Problem statement: Rewrite all the items below, substituting "one dot per instance" for "one marker per instance" wherever it appears and keeping everything else unchanged. Leave the pictures out.

---- Material shown

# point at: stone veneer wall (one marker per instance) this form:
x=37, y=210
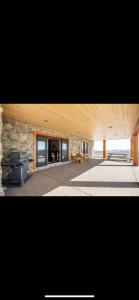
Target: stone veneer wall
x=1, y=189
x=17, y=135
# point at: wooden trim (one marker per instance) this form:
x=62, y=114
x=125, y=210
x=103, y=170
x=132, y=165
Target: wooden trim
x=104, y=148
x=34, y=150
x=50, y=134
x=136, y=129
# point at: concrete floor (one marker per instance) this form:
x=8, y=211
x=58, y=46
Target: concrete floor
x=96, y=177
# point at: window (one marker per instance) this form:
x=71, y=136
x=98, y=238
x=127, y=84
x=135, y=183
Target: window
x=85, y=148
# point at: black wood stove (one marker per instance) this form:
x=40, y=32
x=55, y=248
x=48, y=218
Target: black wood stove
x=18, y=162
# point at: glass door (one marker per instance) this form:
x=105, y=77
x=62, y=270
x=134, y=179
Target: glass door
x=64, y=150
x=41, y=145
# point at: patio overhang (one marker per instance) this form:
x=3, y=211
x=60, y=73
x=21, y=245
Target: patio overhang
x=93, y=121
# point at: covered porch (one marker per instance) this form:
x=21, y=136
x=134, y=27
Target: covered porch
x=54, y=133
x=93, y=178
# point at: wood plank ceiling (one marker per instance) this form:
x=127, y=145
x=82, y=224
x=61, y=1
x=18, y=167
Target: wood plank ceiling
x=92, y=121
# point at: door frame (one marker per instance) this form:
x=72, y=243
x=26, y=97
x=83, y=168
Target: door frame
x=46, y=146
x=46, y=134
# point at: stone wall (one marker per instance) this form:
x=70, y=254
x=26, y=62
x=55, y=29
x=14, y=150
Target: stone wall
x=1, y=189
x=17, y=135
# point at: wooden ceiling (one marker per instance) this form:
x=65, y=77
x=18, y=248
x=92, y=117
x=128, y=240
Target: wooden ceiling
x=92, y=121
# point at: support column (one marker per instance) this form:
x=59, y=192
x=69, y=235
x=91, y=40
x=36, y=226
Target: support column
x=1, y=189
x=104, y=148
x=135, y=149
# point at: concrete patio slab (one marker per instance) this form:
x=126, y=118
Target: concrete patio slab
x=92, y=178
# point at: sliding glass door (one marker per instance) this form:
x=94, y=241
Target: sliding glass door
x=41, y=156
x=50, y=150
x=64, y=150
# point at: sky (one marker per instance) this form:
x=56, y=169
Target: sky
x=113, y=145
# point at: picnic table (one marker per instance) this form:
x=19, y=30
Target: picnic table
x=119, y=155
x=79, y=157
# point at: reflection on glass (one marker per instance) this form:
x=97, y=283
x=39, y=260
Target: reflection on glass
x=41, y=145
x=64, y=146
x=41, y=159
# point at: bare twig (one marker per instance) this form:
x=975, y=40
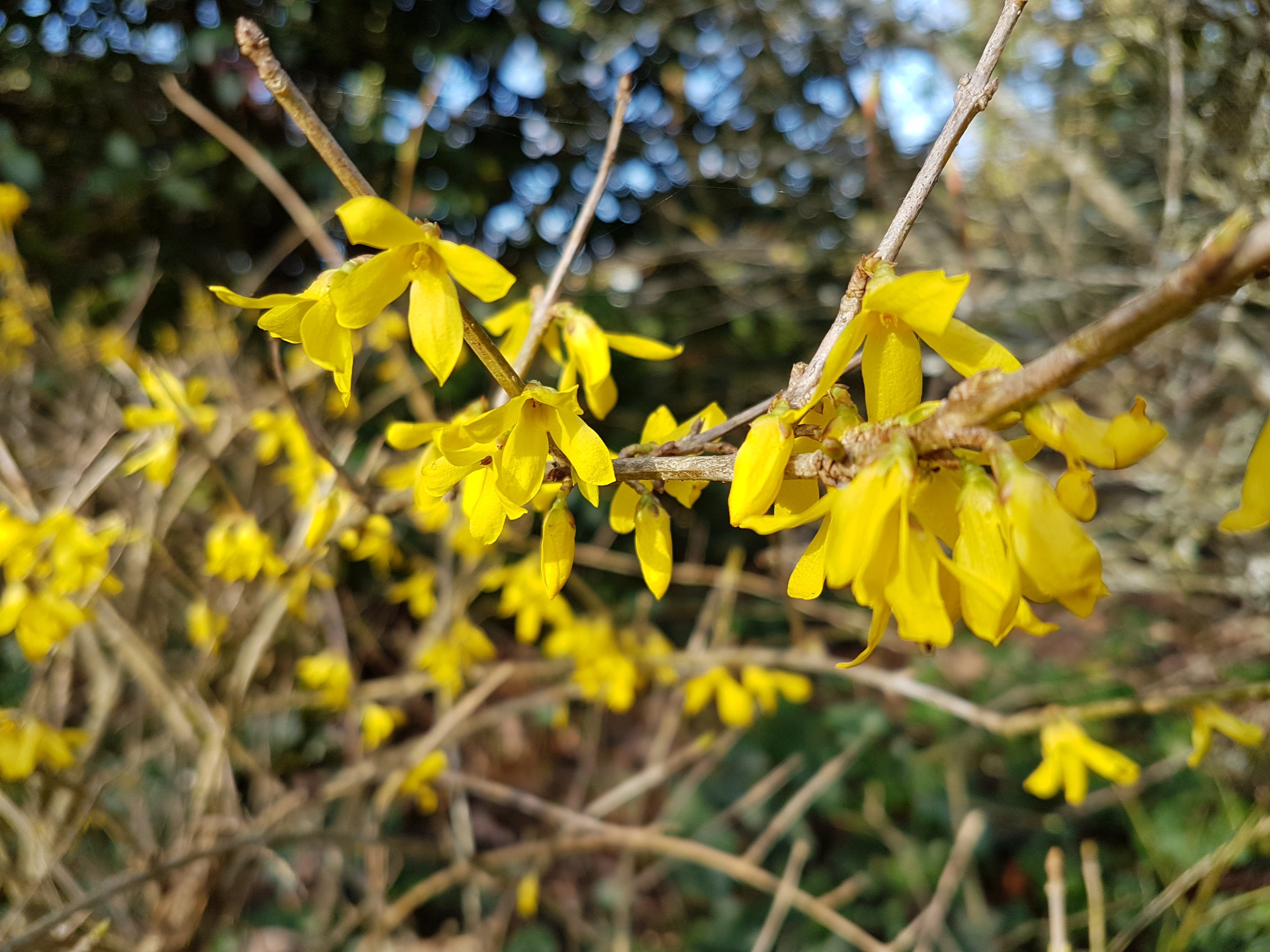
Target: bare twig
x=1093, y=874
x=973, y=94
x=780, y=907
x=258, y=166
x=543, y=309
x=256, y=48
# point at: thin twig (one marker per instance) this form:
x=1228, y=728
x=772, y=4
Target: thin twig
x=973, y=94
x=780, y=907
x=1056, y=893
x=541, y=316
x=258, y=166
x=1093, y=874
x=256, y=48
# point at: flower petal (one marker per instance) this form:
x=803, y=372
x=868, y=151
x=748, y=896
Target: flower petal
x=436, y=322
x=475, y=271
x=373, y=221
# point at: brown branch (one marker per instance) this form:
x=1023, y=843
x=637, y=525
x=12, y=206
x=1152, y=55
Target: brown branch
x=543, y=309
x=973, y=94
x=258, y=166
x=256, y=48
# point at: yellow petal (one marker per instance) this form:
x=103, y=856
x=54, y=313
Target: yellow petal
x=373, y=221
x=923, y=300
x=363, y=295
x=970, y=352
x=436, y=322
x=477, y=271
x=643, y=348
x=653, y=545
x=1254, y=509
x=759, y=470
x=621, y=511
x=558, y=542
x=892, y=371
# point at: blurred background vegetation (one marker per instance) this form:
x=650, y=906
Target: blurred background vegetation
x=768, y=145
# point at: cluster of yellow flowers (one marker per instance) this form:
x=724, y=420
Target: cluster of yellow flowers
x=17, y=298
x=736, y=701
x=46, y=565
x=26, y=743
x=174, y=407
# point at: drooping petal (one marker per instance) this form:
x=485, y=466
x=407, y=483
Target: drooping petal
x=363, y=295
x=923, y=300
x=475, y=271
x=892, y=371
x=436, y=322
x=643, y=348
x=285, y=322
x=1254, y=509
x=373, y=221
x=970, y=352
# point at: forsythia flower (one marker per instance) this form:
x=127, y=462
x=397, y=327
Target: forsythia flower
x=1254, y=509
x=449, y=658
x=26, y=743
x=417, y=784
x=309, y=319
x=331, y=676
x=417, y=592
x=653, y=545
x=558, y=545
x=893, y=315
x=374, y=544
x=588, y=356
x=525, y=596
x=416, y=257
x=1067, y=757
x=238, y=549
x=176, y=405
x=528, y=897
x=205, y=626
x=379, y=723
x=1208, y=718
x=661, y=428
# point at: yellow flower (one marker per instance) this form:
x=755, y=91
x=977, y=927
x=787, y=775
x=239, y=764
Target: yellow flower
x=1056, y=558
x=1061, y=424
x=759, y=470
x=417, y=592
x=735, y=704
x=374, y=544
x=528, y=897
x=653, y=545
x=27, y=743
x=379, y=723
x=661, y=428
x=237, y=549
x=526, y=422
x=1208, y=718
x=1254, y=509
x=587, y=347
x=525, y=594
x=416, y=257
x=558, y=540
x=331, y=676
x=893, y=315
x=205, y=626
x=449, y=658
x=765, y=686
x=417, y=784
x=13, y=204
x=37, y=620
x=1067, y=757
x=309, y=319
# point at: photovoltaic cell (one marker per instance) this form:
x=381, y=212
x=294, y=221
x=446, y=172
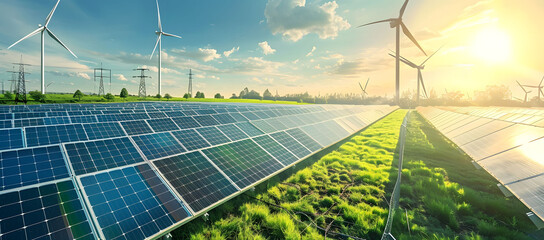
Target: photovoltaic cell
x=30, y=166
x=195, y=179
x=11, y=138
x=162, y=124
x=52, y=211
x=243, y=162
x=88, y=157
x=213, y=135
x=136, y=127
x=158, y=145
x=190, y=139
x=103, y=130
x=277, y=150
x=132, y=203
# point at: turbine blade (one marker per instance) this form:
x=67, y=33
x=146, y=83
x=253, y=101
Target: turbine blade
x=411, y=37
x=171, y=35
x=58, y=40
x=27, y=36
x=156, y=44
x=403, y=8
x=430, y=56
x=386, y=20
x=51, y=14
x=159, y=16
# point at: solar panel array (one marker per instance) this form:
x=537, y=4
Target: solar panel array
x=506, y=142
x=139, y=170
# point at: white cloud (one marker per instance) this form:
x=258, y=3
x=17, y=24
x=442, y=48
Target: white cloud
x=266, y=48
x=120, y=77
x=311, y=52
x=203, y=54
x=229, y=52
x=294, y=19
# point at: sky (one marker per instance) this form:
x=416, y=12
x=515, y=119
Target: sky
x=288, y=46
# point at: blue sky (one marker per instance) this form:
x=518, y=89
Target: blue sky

--------

Written answer:
# point at: stone veneer wall (one dot per instance) this form:
x=37, y=210
Target: stone veneer wall
x=1, y=189
x=17, y=135
# point at: wooden trim (one dot per instance) this form:
x=62, y=114
x=125, y=210
x=103, y=170
x=132, y=165
Target: wooden trim
x=104, y=148
x=34, y=150
x=50, y=134
x=136, y=129
# point at: concrete floor (one dot per instance) this form:
x=8, y=211
x=58, y=46
Target: concrete floor
x=96, y=177
# point at: window (one dot per instance) this form:
x=71, y=136
x=98, y=238
x=127, y=84
x=135, y=183
Target: window
x=85, y=148
# point at: black wood stove (one dot per instance) this form:
x=40, y=32
x=55, y=248
x=48, y=218
Target: black wood stove
x=18, y=162
# point at: glass door (one dot per instance) this form:
x=105, y=77
x=62, y=270
x=134, y=179
Target: glass door
x=64, y=150
x=41, y=145
# point at: patio overhang (one dot per instance) this form:
x=3, y=211
x=60, y=73
x=21, y=245
Target: patio overhang
x=93, y=121
# point at: covered porch (one dot per instance) this form:
x=21, y=136
x=134, y=27
Target: covered porch
x=54, y=133
x=93, y=178
# point at: wood plank ceiling (one dot per instance) this form:
x=127, y=145
x=82, y=224
x=61, y=1
x=18, y=167
Target: wood plank ceiling
x=92, y=121
# point at: door frame (one dot per instance) this form:
x=72, y=243
x=26, y=97
x=83, y=168
Target: door frame
x=46, y=146
x=46, y=134
# point at: stone wall (one dot per instance) this form:
x=70, y=254
x=26, y=62
x=55, y=29
x=14, y=150
Target: stone wall
x=1, y=189
x=17, y=135
# point at: wooden ceiling (one dot per instance) this form:
x=65, y=77
x=18, y=248
x=92, y=117
x=128, y=240
Target: wooden ceiling
x=92, y=121
# point at: support column (one dot per instance) this form:
x=59, y=192
x=69, y=235
x=91, y=40
x=36, y=226
Target: support column
x=1, y=189
x=104, y=148
x=135, y=149
# point at: concrete patio slab (one dot per instance) this form:
x=126, y=118
Target: concrete patio slab
x=92, y=178
# point at: sliding glass door (one dot per instance) this form:
x=94, y=241
Target: sliding glass door
x=41, y=156
x=50, y=150
x=64, y=150
# point at: sky (one dot per instance) this form:
x=56, y=169
Target: sky
x=113, y=145
# point at: picnic table (one dot per instance) this form:
x=19, y=30
Target: picnic table
x=119, y=155
x=79, y=157
# point at: reflection on glass (one dot per instance) this form:
x=97, y=283
x=39, y=260
Target: reflection on glass
x=41, y=145
x=64, y=146
x=41, y=159
# point at: bare twig (one dot per instance) this form:
x=975, y=40
Target: bare twig
x=1093, y=874
x=973, y=94
x=780, y=907
x=258, y=166
x=543, y=309
x=256, y=48
# point at: thin twig (one dot per instance) this form:
x=1228, y=728
x=772, y=4
Target: thin twig
x=973, y=94
x=780, y=907
x=1056, y=893
x=541, y=316
x=258, y=166
x=1093, y=874
x=256, y=48
# point at: flower petal (one dot per instance) this form:
x=803, y=372
x=868, y=151
x=748, y=896
Target: flower petal
x=436, y=322
x=475, y=271
x=373, y=221
# point at: brown branch (one dot per instance) this form:
x=1023, y=843
x=637, y=525
x=12, y=206
x=1152, y=55
Target: brown branch
x=543, y=309
x=973, y=94
x=258, y=166
x=256, y=48
# point at: yellow petal (one dot per instance) this form:
x=103, y=856
x=54, y=313
Target: yellow petal
x=373, y=221
x=923, y=300
x=363, y=295
x=970, y=352
x=436, y=322
x=477, y=271
x=643, y=348
x=653, y=545
x=1254, y=509
x=759, y=470
x=621, y=511
x=558, y=542
x=892, y=371
# point at: blurred background vegetation (one dot per instance) this form:
x=650, y=906
Target: blurred background vegetation
x=768, y=145
# point at: cluster of yellow flowers (one dot per instance) this form:
x=724, y=420
Target: cluster of yellow flowers
x=17, y=298
x=736, y=701
x=46, y=565
x=26, y=743
x=174, y=407
# point at: drooping petal (one dot per instance) this form:
x=485, y=466
x=407, y=483
Target: drooping petal
x=363, y=295
x=923, y=300
x=475, y=271
x=892, y=371
x=436, y=322
x=643, y=348
x=285, y=322
x=1254, y=509
x=373, y=221
x=970, y=352
# point at: forsythia flower (one dot per instance) this form:
x=127, y=462
x=397, y=327
Target: forsythia flower
x=1254, y=509
x=449, y=658
x=26, y=743
x=417, y=784
x=309, y=319
x=331, y=676
x=417, y=592
x=653, y=545
x=558, y=545
x=893, y=315
x=374, y=544
x=588, y=356
x=525, y=596
x=416, y=257
x=1067, y=757
x=238, y=549
x=176, y=405
x=528, y=897
x=205, y=626
x=379, y=723
x=1208, y=718
x=661, y=428
# point at: yellow flower (one dot per instance) this form:
x=755, y=91
x=977, y=927
x=787, y=775
x=239, y=764
Target: yellow flower
x=1056, y=558
x=1061, y=424
x=759, y=470
x=417, y=592
x=735, y=704
x=374, y=544
x=528, y=897
x=653, y=545
x=27, y=743
x=379, y=723
x=661, y=428
x=237, y=549
x=526, y=422
x=1208, y=718
x=1254, y=509
x=587, y=347
x=525, y=594
x=416, y=257
x=558, y=540
x=331, y=676
x=893, y=315
x=205, y=626
x=449, y=658
x=765, y=686
x=417, y=784
x=13, y=204
x=37, y=620
x=1067, y=757
x=309, y=319
# point at: photovoltaic cell (one dot per instance) this form:
x=381, y=212
x=294, y=221
x=446, y=172
Target: photovoltaic cell
x=30, y=166
x=195, y=179
x=11, y=138
x=162, y=124
x=52, y=211
x=243, y=162
x=88, y=157
x=213, y=135
x=136, y=127
x=158, y=145
x=190, y=139
x=103, y=130
x=277, y=150
x=132, y=203
# point at: turbine blade (one dot per instance) this form:
x=67, y=33
x=146, y=83
x=253, y=101
Target: turbine blade
x=411, y=37
x=171, y=35
x=58, y=40
x=27, y=36
x=156, y=44
x=403, y=8
x=430, y=56
x=386, y=20
x=51, y=14
x=159, y=16
# point at: solar panel array (one dot per instance) this form:
x=537, y=4
Target: solar panel array
x=506, y=142
x=139, y=170
# point at: white cloud (one dot per instance) this form:
x=258, y=3
x=17, y=24
x=442, y=48
Target: white cloud
x=266, y=48
x=120, y=77
x=311, y=52
x=203, y=54
x=229, y=52
x=294, y=19
# point at: sky (one dot per instance) this form:
x=416, y=12
x=515, y=119
Target: sky
x=288, y=46
# point at: blue sky (one dot per instance) this form:
x=518, y=89
Target: blue sky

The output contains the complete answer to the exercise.